▶ WHAT THIS TASK INVOLVES: How many of the lines in the block below contain the word "format"? Reply with the number only.

A block of data
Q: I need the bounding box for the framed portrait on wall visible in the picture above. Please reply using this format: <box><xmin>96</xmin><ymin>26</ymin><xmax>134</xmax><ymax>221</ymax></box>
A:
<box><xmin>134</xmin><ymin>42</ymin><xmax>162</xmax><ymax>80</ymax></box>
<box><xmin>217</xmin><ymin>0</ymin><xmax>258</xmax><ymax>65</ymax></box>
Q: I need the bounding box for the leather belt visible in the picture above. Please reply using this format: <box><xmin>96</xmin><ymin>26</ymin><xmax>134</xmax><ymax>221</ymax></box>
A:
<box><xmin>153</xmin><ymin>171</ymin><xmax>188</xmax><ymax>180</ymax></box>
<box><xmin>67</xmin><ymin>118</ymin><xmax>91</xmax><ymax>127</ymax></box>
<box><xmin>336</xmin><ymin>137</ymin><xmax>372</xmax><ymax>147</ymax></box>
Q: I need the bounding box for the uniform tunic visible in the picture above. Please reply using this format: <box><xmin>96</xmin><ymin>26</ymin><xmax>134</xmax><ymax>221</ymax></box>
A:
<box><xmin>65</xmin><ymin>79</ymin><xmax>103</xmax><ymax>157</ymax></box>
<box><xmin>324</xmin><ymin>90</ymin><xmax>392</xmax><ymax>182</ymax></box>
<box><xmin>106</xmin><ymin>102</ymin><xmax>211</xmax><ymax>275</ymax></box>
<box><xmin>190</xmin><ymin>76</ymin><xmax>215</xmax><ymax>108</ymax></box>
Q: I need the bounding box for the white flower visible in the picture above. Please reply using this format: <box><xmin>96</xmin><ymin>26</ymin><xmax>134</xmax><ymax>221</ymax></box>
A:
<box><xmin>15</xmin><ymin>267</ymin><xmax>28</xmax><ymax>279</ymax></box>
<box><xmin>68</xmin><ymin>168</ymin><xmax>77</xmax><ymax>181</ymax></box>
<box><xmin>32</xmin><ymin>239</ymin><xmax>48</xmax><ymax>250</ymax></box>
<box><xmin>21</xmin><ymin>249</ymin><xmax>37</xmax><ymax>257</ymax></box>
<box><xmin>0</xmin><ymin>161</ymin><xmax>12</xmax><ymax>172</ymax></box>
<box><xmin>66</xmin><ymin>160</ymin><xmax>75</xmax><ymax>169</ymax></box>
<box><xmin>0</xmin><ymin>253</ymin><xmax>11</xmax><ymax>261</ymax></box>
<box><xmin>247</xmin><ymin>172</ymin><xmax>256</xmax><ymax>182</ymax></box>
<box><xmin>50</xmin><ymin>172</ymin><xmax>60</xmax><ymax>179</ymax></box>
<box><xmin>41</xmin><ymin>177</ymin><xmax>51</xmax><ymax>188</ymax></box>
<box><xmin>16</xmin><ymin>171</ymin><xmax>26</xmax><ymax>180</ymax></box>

▶ FULL RESPONSE: 4